(Available records)

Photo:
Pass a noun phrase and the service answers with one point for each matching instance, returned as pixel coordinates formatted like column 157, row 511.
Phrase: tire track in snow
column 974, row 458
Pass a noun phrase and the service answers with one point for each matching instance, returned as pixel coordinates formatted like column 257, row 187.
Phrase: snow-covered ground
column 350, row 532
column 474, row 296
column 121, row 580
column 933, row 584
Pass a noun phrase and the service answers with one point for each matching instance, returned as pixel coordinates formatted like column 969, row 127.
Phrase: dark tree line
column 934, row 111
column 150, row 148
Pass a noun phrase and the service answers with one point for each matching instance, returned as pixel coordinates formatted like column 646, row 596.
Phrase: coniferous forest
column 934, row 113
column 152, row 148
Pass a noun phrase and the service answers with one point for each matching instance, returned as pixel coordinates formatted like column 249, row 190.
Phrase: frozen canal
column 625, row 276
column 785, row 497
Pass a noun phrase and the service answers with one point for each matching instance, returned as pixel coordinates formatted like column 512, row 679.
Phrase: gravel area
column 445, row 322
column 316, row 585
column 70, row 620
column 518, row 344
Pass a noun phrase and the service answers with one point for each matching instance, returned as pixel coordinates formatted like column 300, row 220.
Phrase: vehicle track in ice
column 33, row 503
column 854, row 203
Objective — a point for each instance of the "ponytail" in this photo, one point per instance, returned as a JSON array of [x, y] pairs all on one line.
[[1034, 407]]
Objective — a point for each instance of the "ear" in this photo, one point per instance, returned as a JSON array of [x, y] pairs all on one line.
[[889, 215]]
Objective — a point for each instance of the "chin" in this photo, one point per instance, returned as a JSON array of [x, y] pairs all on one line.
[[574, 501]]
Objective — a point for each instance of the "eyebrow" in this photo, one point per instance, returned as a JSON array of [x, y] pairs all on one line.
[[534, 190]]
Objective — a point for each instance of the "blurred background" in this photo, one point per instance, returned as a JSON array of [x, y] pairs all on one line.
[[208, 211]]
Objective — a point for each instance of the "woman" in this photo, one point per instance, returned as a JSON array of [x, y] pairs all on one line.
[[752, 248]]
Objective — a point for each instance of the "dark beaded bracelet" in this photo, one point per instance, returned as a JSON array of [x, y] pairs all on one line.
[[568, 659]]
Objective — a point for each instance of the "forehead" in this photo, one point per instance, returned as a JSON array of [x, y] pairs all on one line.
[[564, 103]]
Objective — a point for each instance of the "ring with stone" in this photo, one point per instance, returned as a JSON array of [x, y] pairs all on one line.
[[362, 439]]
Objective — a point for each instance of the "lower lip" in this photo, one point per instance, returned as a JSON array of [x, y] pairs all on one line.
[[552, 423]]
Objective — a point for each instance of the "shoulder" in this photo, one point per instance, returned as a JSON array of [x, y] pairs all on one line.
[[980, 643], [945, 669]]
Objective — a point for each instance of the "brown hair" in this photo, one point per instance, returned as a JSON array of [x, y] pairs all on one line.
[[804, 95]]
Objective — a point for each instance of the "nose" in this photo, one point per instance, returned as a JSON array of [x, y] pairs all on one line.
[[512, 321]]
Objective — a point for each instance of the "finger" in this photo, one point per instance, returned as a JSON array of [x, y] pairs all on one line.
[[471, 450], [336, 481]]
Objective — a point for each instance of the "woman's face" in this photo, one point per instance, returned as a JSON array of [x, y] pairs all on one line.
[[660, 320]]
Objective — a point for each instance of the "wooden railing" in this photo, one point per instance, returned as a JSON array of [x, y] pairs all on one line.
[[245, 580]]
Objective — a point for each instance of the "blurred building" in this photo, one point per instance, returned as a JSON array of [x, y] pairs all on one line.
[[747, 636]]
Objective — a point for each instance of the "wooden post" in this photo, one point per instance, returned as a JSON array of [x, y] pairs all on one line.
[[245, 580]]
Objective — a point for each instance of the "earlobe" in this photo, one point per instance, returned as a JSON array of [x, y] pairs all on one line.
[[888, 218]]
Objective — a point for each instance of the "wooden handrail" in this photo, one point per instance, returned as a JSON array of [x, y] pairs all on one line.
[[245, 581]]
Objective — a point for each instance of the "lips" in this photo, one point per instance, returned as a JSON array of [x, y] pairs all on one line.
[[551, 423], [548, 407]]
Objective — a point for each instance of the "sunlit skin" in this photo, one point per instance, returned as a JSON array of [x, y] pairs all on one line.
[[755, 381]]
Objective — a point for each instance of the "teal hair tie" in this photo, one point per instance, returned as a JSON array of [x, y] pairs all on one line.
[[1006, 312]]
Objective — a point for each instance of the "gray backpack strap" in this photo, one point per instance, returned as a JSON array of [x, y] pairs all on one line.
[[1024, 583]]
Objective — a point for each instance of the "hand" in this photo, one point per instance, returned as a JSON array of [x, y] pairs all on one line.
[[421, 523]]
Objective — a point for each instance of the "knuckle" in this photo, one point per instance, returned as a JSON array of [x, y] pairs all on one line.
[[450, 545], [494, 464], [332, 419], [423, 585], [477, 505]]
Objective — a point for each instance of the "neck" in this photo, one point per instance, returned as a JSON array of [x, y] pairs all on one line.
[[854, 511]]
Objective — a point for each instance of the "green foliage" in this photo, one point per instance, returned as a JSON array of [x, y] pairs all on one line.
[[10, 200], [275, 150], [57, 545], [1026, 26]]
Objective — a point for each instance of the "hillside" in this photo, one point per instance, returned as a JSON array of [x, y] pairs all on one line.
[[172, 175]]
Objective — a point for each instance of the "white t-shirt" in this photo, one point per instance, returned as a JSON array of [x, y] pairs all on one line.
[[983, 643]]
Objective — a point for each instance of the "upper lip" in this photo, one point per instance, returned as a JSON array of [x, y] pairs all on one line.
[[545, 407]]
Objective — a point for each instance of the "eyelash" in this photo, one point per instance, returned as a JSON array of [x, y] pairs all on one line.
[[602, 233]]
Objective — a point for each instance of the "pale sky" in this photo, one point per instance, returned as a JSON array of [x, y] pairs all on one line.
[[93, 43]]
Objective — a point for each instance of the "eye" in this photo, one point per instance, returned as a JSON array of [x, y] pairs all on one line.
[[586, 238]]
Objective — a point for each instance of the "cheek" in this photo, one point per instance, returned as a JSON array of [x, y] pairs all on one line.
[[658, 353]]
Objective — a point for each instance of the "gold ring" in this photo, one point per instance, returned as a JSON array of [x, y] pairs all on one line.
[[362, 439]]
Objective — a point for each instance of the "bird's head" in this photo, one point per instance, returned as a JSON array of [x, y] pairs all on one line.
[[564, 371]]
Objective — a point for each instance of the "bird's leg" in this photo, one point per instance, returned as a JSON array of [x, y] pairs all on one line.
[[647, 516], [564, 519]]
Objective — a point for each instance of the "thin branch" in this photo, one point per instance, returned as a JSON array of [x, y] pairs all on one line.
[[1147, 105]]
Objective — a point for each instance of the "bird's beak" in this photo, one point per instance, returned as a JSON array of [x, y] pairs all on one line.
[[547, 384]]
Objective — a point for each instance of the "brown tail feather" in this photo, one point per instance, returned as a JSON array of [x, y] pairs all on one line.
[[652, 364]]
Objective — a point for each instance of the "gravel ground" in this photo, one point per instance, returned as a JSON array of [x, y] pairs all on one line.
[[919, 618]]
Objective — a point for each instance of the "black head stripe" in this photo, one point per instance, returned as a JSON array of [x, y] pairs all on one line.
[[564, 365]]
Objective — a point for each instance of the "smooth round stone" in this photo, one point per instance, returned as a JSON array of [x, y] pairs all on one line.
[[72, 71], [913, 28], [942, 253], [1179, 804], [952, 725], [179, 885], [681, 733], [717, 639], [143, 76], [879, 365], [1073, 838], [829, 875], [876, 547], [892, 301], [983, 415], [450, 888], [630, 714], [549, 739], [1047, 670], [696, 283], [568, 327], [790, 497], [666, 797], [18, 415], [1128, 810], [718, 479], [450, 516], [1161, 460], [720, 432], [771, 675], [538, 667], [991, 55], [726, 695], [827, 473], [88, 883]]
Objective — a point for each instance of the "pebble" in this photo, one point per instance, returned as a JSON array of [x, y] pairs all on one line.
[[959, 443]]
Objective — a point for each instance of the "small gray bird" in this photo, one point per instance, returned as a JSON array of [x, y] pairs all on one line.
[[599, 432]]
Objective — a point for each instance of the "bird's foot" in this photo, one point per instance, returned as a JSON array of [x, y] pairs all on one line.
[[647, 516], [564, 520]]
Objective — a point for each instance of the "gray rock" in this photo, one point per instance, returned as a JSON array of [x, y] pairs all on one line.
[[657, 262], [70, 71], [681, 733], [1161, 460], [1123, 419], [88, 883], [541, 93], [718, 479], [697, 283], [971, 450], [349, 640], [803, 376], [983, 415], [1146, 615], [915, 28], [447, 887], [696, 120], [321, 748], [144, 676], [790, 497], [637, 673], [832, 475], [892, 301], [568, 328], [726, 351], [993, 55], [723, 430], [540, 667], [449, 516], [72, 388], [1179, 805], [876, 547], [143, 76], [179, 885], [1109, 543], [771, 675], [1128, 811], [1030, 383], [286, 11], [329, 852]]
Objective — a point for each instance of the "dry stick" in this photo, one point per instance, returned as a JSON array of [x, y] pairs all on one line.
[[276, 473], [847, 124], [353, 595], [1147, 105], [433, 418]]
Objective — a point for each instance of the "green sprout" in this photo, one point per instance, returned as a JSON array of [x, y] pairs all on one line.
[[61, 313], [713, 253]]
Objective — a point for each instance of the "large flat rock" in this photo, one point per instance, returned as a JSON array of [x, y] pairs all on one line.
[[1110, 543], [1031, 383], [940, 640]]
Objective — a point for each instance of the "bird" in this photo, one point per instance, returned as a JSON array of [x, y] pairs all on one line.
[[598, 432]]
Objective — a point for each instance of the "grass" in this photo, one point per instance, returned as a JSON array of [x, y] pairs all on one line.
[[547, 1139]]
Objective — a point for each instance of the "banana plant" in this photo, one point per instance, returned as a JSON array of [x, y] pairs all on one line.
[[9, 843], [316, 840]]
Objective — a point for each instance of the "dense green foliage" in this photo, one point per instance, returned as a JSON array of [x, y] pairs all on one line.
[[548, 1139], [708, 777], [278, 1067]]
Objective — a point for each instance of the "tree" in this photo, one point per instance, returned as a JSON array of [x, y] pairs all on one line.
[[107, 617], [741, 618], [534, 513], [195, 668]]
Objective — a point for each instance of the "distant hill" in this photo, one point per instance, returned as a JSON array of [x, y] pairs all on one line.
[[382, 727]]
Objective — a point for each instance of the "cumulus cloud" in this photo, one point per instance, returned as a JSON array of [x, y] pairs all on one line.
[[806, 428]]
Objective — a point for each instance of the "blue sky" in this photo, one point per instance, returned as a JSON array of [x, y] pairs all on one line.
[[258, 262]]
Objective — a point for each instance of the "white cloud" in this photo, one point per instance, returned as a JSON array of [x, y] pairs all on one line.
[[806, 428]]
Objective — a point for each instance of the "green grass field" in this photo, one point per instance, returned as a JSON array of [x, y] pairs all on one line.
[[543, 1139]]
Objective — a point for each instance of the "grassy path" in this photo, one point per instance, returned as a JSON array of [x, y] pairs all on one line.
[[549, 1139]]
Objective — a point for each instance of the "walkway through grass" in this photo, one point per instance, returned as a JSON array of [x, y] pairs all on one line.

(End Available records)

Report every line in the data above in which the word "answers" appears.

Task solution:
Pass a noun phrase and the service answers with one point for each matching instance, returned as pixel coordinates formatted like column 157, row 511.
Pass a noun phrase and the service answers with one point for each matching instance, returned as pixel coordinates formatted like column 257, row 187.
Pass a noun phrase and the service answers with one point for each matching instance, returned as pixel coordinates formatted like column 969, row 127.
Pass a noun phrase and the service answers with one point for each matching instance, returned as pixel coordinates formatted like column 646, row 596.
Pass a noun phrase and the service answers with one point for each matching instance, returned as pixel coordinates formatted like column 249, row 190.
Pass a noun phrase and the service answers with one point for each matching instance, returned as pixel coordinates formatted like column 512, row 679.
Pass a noun phrase and the service answers with one point for each matching instance, returned as pixel coordinates formatted like column 300, row 220.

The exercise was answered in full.